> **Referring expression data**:
● ● ● ●

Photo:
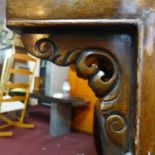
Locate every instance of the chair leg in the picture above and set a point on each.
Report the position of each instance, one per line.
(5, 134)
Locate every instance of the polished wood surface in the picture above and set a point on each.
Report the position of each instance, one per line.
(77, 9)
(119, 15)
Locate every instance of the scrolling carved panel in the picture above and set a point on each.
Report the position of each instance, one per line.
(105, 61)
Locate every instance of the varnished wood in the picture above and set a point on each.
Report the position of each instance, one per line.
(43, 16)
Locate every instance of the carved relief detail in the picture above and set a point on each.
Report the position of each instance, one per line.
(96, 65)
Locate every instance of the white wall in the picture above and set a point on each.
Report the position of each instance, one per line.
(2, 9)
(55, 77)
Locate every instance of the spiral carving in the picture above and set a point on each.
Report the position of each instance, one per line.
(39, 45)
(116, 127)
(98, 66)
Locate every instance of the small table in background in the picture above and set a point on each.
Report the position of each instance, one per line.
(60, 113)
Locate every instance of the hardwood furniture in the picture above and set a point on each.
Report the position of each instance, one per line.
(60, 113)
(111, 44)
(9, 105)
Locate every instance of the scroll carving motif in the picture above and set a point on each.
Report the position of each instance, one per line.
(96, 65)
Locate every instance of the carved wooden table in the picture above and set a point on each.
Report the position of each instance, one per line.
(111, 44)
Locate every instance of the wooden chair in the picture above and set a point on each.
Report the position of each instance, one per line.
(9, 105)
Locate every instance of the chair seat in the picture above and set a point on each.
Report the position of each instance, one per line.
(10, 106)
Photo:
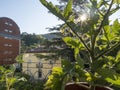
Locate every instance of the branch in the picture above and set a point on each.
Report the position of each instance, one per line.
(72, 28)
(108, 50)
(101, 25)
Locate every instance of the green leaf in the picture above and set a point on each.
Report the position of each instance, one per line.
(117, 1)
(117, 57)
(114, 81)
(68, 9)
(79, 61)
(98, 64)
(116, 27)
(67, 65)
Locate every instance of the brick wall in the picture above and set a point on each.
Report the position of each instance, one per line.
(9, 41)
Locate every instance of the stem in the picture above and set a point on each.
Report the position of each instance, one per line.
(7, 84)
(108, 50)
(80, 38)
(99, 29)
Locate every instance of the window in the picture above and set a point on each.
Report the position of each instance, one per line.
(10, 24)
(7, 23)
(39, 74)
(10, 52)
(7, 45)
(5, 52)
(10, 31)
(6, 30)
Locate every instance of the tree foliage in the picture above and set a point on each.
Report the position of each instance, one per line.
(96, 36)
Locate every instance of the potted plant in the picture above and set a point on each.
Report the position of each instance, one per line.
(94, 42)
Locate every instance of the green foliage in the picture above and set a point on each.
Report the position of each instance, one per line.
(55, 79)
(96, 37)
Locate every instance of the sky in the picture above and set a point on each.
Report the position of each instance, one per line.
(30, 15)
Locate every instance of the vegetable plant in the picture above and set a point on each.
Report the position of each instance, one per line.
(96, 38)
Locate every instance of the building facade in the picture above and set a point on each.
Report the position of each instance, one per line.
(9, 41)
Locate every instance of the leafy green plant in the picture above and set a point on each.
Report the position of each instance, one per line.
(97, 38)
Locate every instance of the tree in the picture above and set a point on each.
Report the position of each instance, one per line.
(97, 37)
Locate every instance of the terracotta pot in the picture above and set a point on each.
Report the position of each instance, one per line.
(83, 86)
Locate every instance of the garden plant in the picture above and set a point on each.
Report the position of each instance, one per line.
(94, 36)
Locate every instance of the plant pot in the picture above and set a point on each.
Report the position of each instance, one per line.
(83, 86)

● ● ● ●

> **Try it**: Leave out the pictures and repeat the remaining data exactly.

> **Answer space**:
Photo:
Locate every instance of the chair leg in the picture above and set a point on each.
Report the position of each instance, one per line.
(5, 134)
Locate every instance of the polished wood surface in the picture above and set a point on each.
Report the position of each instance, one per line.
(77, 9)
(119, 15)
Locate every instance of the scrolling carved panel in the picture above and set a point on each.
Report the position of each instance, one per line.
(105, 61)
Locate every instance of the varnished wood in the picture above and set a point on each.
Report the position of each instance, one per line.
(43, 16)
Locate every instance of the carved relief detail in the picture above and set a point on each.
Report the position of each instance, one per line.
(96, 65)
Locate every instance of the white wall in the picture above and set a point on each.
Report the position of each instance, one per line.
(2, 9)
(55, 77)
Locate every instance of the spiral carving in the picture above and set a point on each.
Report the position of each instance, one per line.
(39, 45)
(116, 127)
(98, 66)
Locate every instance of the small table in background in the picture above and set a point on each.
Report the position of each instance, one per line.
(60, 113)
Locate every instance of the hardwood furniture in the picture above and set a point on each.
Report the position of each instance, one per line.
(60, 113)
(111, 44)
(9, 105)
Locate every instance of the scroll carving motif in the picture above and set a point on each.
Report the position of each instance, one per line.
(96, 65)
Locate every instance of the carved wooden table in the picture above and set a point on each.
Report the position of each instance, one per line.
(111, 44)
Locate every instance of the wooden chair in the picture above and set a point on each.
Report the position of each instance, one per line.
(9, 105)
Locate every instance of the chair seat in the picture above and set a point on each.
Report the position of each instance, one per line.
(10, 106)
Photo:
Locate every instance of the branch in the picture above and set a point on each.
Report the position of each instance, one per line.
(72, 28)
(108, 50)
(101, 25)
Locate every instance of the green leaf in the picture above and set a point on each.
Report the position of each instance, one per line.
(117, 1)
(117, 57)
(114, 81)
(68, 9)
(79, 61)
(98, 64)
(116, 27)
(67, 65)
Locate every instance of the brick wall in the picture above and set a point on each.
Report the position of each instance, one per line.
(9, 41)
Locate every instance of the stem in the picture above and set a point on each.
Report the position of each instance, one per line.
(7, 84)
(108, 50)
(80, 38)
(99, 29)
Locate every instance of the window in the picture above and set a point on each.
Report the position of each instance, one per line.
(10, 24)
(7, 23)
(39, 74)
(10, 52)
(7, 45)
(5, 52)
(10, 31)
(6, 30)
Locate every instance of the tree foliage in the picture above and set a point on each.
Report the position of each instance, one per line.
(96, 36)
Locate every instance of the potted plant in the picture above and set a point on each.
Report the position of each instance, one per line.
(94, 42)
Locate every instance of the green foliage in the picture above and set a point on each.
Report the position of each instance, one per line.
(55, 79)
(96, 37)
Locate every instance of the sky in the picture above and set a point on each.
Report the position of each instance, one per line.
(30, 15)
Locate every instance of the vegetable plant in the picture above and set a point on each.
Report the position of each instance, one per line.
(96, 38)
Locate every instance of the building facade in the picture above and set a point on each.
Report the position of each instance, one per line.
(9, 41)
Locate every instance of the leafy green plant in the picture above and set a point on each.
Report the position of each instance, one per line.
(97, 38)
Locate every instance of the tree in the picture above and set a point on each.
Report the position of each instance, one per line.
(97, 37)
Locate every instance of the terracotta pot in the picture above and set a point on each.
Report the position of each instance, one per line.
(83, 86)
Locate every instance of the garden plant in the picture above and set a point on each.
Report the position of each instance, one per line.
(94, 36)
Locate every instance of the plant pot in the picture above and set a point on each.
Report the position of each instance, one per line.
(83, 86)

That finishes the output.